**A series of items:**
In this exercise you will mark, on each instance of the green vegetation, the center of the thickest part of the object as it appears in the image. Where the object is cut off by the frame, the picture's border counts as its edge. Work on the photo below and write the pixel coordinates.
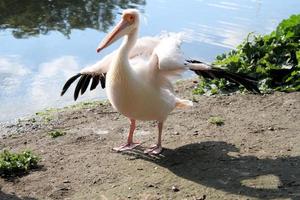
(273, 59)
(56, 133)
(17, 163)
(216, 120)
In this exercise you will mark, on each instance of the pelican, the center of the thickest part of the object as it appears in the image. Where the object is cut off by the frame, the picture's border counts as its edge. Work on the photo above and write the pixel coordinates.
(138, 76)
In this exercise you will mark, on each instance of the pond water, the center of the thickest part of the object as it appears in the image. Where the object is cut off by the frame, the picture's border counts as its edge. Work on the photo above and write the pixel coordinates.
(42, 43)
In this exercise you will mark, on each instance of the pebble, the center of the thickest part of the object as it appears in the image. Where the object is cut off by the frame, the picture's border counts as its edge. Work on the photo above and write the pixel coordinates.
(175, 189)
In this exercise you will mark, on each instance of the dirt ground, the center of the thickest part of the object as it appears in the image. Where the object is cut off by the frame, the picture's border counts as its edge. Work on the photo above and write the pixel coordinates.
(254, 155)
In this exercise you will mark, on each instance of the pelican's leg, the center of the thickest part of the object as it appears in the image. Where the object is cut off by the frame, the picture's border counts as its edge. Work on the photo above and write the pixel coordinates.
(157, 148)
(130, 144)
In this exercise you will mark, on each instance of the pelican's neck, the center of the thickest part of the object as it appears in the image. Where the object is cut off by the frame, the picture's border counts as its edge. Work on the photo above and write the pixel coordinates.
(128, 43)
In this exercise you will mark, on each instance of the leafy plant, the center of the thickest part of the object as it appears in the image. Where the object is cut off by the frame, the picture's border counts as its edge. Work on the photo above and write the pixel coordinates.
(56, 133)
(17, 163)
(272, 59)
(219, 121)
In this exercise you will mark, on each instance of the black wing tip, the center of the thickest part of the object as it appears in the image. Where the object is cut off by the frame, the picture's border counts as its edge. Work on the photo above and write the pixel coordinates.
(68, 83)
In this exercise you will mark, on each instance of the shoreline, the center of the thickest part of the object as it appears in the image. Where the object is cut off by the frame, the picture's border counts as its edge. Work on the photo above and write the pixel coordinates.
(254, 154)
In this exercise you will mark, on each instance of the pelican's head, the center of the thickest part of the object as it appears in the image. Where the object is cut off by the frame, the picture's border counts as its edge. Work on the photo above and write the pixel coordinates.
(128, 24)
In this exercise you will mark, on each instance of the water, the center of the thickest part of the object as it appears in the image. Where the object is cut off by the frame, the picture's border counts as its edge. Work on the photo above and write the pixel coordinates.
(42, 43)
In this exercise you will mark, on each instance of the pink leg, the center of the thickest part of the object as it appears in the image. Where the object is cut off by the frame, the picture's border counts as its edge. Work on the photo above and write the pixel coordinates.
(130, 144)
(156, 149)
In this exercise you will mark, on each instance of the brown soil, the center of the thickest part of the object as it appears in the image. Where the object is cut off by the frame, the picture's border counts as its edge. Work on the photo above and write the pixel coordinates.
(254, 155)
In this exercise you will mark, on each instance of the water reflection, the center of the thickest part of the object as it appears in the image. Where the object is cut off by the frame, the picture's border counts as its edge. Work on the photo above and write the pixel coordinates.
(31, 17)
(33, 69)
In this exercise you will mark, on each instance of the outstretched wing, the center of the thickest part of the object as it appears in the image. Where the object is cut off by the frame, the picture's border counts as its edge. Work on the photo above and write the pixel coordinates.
(83, 83)
(96, 73)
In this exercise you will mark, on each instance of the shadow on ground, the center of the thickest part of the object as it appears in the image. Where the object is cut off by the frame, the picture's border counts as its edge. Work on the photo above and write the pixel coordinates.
(218, 165)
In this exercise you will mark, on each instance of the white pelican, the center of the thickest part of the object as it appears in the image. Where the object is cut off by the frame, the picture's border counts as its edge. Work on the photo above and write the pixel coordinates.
(137, 76)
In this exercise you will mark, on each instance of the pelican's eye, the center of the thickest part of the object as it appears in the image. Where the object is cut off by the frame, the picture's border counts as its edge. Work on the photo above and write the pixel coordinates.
(129, 18)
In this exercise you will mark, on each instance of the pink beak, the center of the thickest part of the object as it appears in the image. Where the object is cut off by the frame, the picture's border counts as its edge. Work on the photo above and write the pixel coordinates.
(114, 35)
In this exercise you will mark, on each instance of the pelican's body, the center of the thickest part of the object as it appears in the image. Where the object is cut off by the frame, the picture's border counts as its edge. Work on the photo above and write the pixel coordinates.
(134, 90)
(138, 75)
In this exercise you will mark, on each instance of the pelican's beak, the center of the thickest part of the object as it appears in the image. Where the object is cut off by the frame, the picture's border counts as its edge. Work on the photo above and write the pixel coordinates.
(115, 34)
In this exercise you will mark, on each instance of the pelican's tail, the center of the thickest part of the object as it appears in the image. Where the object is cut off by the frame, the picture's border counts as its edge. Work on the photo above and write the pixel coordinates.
(182, 103)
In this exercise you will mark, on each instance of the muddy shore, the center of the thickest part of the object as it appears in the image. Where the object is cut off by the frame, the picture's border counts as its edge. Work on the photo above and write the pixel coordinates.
(255, 154)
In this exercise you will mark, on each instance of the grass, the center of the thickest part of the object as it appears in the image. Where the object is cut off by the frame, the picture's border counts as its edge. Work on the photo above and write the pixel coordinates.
(56, 133)
(12, 164)
(216, 120)
(272, 59)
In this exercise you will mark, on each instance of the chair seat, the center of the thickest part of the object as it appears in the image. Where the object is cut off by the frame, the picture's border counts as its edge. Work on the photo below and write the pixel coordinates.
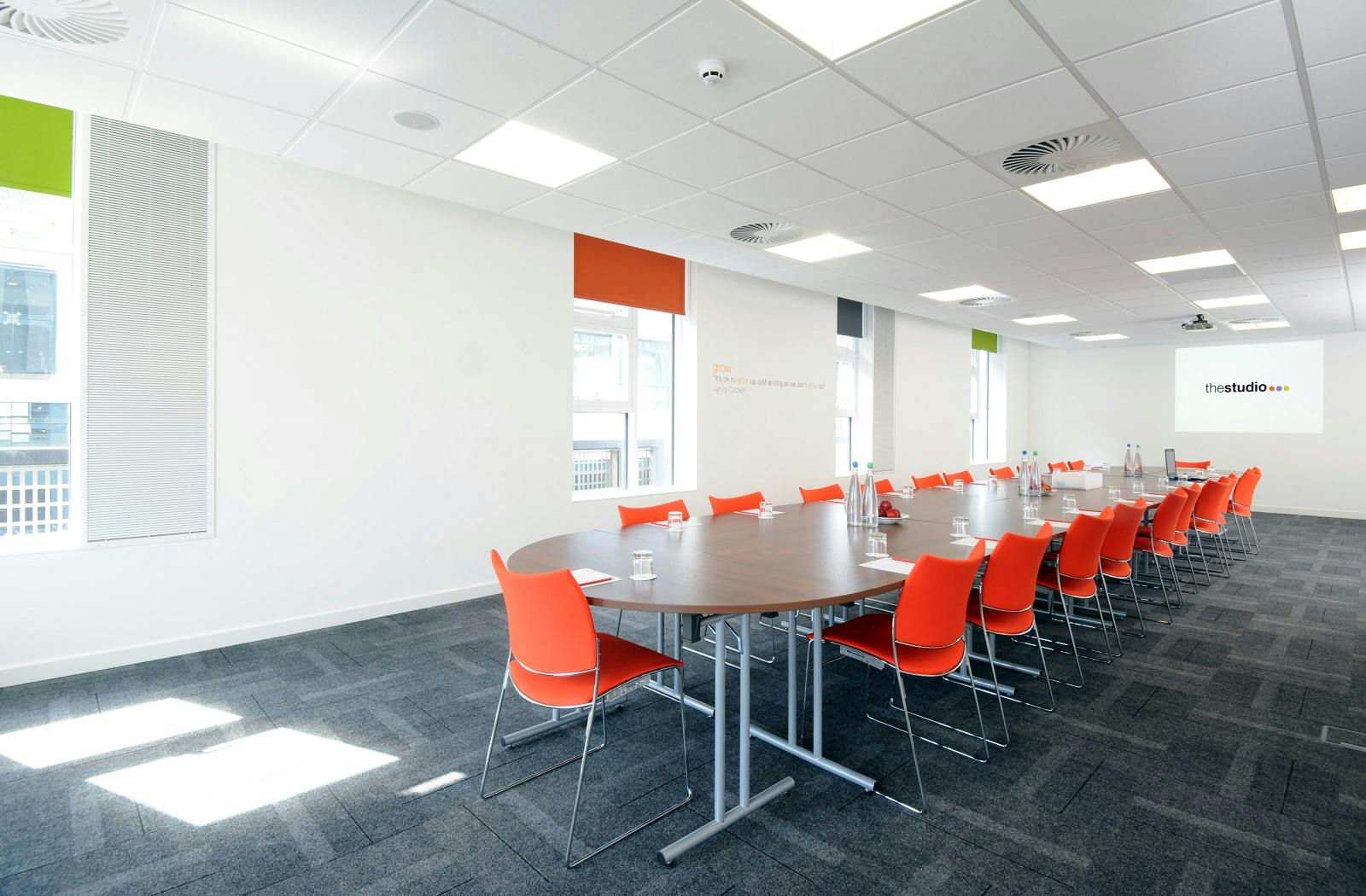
(621, 661)
(999, 622)
(1070, 586)
(872, 634)
(1160, 548)
(1117, 568)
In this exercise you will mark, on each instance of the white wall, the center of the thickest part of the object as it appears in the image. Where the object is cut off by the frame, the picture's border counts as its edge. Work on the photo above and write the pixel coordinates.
(1088, 403)
(394, 393)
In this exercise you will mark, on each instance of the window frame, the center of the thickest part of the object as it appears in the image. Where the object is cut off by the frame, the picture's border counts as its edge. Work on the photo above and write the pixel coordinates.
(587, 320)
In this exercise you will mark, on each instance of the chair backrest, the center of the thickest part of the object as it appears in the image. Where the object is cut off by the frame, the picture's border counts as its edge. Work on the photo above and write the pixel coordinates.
(1008, 582)
(1119, 538)
(824, 493)
(1168, 515)
(550, 623)
(653, 514)
(932, 609)
(733, 504)
(1192, 491)
(1079, 557)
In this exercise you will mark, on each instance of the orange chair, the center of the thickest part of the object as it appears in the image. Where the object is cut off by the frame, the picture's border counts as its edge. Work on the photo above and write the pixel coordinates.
(735, 504)
(1004, 605)
(655, 514)
(826, 493)
(1118, 554)
(1074, 579)
(1240, 506)
(557, 659)
(1159, 540)
(922, 638)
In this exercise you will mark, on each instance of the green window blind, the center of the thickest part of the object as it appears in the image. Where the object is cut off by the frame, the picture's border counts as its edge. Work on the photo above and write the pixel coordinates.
(34, 147)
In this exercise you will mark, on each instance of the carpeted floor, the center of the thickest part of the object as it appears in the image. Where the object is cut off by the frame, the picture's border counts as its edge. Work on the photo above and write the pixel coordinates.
(1193, 765)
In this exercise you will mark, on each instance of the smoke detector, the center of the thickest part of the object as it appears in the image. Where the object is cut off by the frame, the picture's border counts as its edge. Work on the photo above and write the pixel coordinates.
(767, 232)
(417, 120)
(1063, 154)
(712, 72)
(983, 300)
(85, 22)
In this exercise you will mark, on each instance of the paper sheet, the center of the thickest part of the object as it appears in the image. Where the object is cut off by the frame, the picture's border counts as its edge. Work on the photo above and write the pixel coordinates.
(890, 564)
(587, 577)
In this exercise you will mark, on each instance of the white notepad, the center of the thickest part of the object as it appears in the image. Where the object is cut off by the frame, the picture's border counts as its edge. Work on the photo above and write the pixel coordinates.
(587, 577)
(890, 564)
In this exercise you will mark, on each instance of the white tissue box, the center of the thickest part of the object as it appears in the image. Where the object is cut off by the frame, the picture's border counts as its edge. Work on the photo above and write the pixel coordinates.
(1078, 480)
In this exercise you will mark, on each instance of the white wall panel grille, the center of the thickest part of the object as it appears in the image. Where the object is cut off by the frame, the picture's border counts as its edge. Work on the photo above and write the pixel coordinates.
(148, 400)
(884, 386)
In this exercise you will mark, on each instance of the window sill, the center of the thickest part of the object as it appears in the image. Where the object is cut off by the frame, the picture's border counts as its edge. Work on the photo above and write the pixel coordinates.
(616, 495)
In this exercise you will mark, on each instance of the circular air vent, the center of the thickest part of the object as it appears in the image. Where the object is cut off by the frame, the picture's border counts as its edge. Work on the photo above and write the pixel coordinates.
(767, 232)
(983, 300)
(1062, 154)
(66, 20)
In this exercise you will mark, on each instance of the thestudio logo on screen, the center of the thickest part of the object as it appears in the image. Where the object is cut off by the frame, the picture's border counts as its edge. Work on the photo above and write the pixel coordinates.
(1243, 387)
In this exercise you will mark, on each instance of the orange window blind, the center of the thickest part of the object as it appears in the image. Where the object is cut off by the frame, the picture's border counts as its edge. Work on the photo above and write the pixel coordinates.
(625, 275)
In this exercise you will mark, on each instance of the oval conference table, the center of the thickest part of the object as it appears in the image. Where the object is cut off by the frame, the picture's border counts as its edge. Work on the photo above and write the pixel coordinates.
(724, 568)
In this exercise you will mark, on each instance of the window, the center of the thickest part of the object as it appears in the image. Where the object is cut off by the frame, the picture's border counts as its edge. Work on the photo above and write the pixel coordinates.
(987, 407)
(40, 381)
(623, 396)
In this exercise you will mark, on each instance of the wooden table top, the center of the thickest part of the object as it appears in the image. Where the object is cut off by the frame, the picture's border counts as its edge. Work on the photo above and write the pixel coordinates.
(801, 559)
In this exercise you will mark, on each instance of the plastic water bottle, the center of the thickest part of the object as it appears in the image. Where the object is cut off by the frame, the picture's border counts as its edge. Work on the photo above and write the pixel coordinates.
(851, 506)
(867, 507)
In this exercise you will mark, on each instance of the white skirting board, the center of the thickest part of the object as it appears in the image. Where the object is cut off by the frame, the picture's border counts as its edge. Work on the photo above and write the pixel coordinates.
(230, 637)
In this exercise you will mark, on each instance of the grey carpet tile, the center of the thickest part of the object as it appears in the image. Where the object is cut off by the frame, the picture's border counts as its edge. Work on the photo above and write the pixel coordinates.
(1194, 764)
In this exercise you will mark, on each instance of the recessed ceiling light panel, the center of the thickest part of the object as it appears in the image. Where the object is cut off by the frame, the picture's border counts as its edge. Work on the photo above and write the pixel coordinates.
(819, 249)
(838, 29)
(1103, 184)
(1045, 318)
(1350, 198)
(416, 120)
(960, 293)
(533, 154)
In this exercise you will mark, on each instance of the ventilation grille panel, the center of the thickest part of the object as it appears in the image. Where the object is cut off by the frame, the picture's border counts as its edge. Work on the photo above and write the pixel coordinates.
(767, 232)
(1063, 154)
(86, 22)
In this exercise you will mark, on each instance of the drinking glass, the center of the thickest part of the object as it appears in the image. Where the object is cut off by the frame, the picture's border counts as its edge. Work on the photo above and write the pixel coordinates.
(642, 564)
(878, 544)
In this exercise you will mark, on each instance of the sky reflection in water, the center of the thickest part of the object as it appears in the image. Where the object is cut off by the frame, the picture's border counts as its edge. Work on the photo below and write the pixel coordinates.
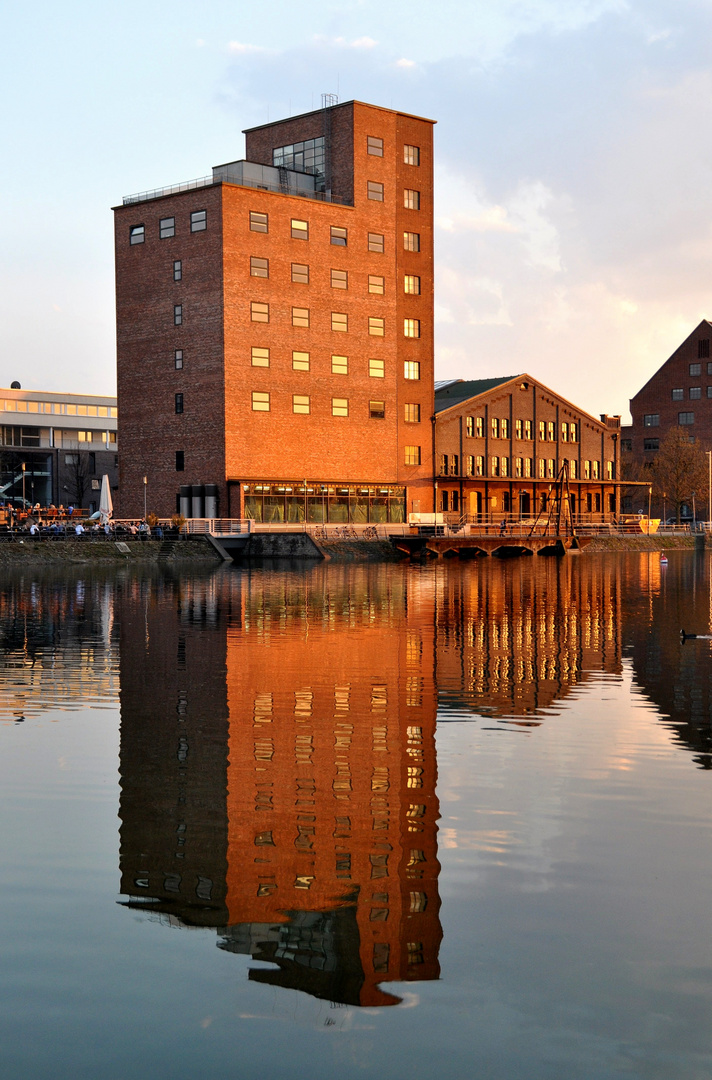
(519, 890)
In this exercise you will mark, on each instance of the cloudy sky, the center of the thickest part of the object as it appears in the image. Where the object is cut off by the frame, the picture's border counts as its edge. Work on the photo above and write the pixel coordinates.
(573, 178)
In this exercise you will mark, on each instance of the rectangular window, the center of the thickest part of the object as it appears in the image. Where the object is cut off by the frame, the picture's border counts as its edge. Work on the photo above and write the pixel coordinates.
(258, 268)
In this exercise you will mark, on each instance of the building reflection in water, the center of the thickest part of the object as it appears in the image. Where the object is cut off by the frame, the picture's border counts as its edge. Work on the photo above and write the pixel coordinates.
(278, 772)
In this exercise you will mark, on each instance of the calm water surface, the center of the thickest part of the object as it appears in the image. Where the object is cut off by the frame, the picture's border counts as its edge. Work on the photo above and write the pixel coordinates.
(381, 821)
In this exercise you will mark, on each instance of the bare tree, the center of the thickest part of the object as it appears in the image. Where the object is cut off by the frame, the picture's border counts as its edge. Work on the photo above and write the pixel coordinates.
(681, 469)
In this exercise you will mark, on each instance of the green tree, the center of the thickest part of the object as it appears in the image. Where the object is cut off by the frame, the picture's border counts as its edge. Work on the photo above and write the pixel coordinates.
(681, 469)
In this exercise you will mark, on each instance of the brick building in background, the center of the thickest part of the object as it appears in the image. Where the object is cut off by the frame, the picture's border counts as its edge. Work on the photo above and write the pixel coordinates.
(274, 326)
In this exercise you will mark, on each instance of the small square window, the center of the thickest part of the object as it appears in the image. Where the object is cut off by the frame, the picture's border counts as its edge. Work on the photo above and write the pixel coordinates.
(258, 223)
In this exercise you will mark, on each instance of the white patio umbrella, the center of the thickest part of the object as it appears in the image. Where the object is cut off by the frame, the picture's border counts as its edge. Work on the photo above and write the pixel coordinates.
(106, 507)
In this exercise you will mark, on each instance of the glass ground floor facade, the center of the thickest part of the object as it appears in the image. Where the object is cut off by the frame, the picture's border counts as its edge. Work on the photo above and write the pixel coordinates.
(320, 503)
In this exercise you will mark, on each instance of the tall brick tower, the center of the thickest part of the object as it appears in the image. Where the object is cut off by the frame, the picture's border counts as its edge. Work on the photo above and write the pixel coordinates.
(274, 326)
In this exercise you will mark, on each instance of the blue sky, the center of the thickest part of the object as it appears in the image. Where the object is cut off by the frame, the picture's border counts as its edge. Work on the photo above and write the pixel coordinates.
(573, 180)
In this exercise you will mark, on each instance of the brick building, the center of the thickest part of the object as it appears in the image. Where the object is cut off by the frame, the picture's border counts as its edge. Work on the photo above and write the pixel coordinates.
(274, 326)
(679, 394)
(500, 444)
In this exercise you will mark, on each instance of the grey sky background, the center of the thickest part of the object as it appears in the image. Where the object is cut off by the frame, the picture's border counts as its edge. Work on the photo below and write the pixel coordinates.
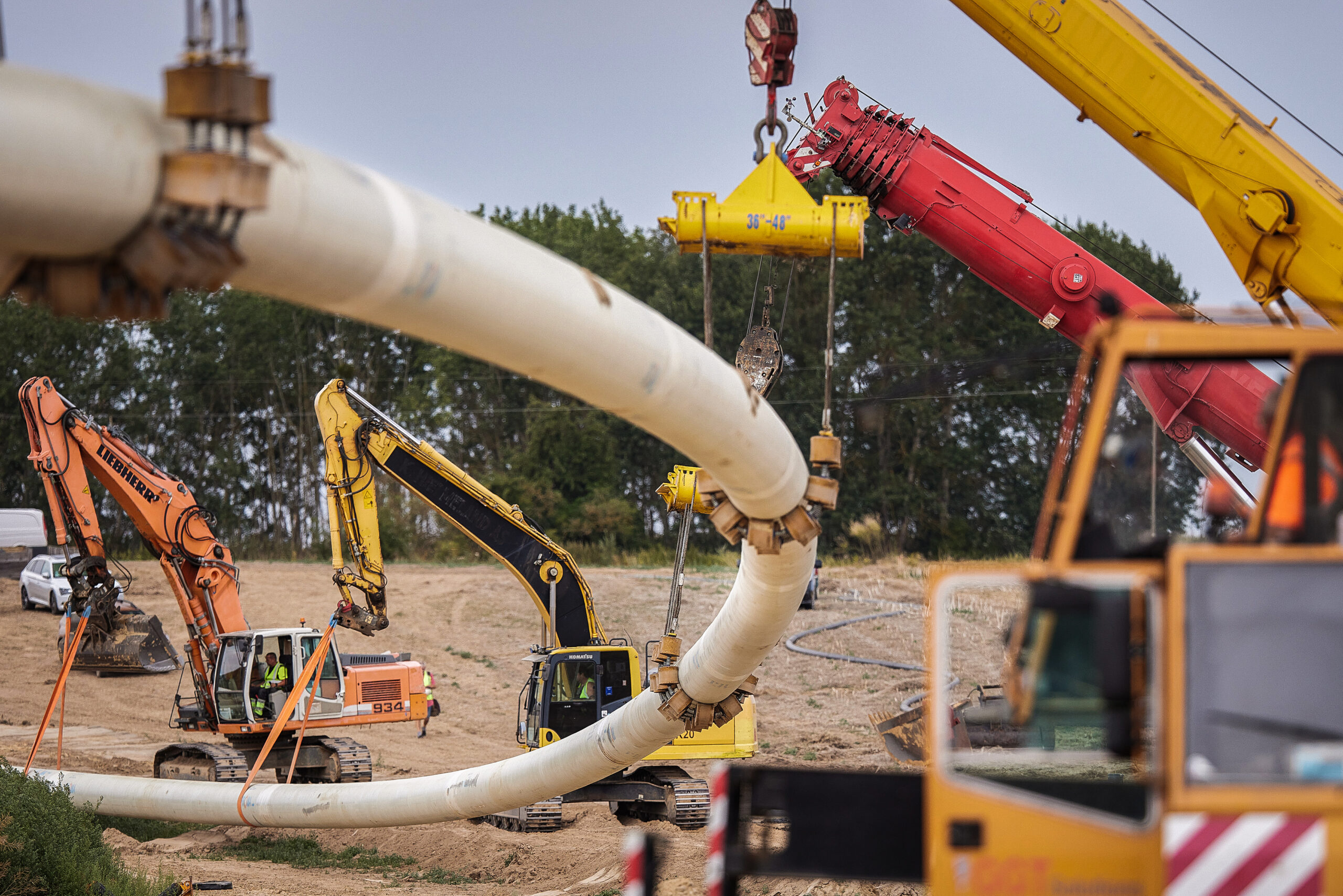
(520, 102)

**Exercise instructions:**
Copy out the lines of the items word for word, beginning at the line that has "of the paper" and stopping after the line that has "(1078, 480)".

**Solution:**
In this exercise you will mark, on each instance of the paper sheet, the center of the thickest part of the object as it appears in the image. Where the object is cut off by the frame, the picture's border counts as its edge. Work on the photo above and write the pixel coordinates.
(890, 564)
(587, 577)
In this exercise you will mark, on each instance of the white notepad, the center of the thickest part of the object as it appears in the image. Where the object is cut off by the frame, the picture's border counts as its edge. Work on the photo above and write the pixel coordinates.
(587, 577)
(890, 564)
In this exercise you will mark, on each instance of the white tissue box, the center of the thickest part of the object as it appears in the image. Where the object is cut off by the frame, the picture's border counts as its edge. Work on the photo above and write the pixel coordinates.
(1078, 480)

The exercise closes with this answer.